The Roman Catholic Archdiocese of Milwaukee has reached a $21-million sexual abuse settlement that could end an acrimonious four-year battle in bankruptcy court.
Under the settlement, which is to be reviewed by Bankruptcy Court Judge Susan V. Kelley in November, abuse victims would receive varying amounts depending on their claims.
“This settlement represents for us in the Archdiocese of Milwaukee a new Pentecost, a day of rebirth that renews our focus on word, worship and service,” Archbishop Jerome E. Listecki said in a statement Tuesday.
The settlement came after three days of negotiations last month between the archdiocese, the creditors’ committee, and attorneys for those who say they were sexually abused by clergy, the archdiocese said.
Some critics, even those who participated in the settlement talks, branded its terms extremely unfavorable to victims.
“The archdiocese has done a terrible disservice to the survivors to whom they promised to be fair,” said attorney Jeff Anderson, who has represented abuse victims for two decades and who was part of the negotiations. “The choice is pain or more pain.”

--------------------------------

Condense the paragraph of the Milwaukee settlement article that begins "Under the settlement" into a short bulleted list that keeps its main facts.

--------------------------------

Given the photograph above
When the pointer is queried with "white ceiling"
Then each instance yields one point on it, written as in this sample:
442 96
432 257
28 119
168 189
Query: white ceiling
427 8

--------------------------------

■ YOUR SOLUTION
- Bankruptcy Court Judge Susan V. Kelley is to review the settlement in November.
- Abuse victims would receive varying amounts depending on their claims.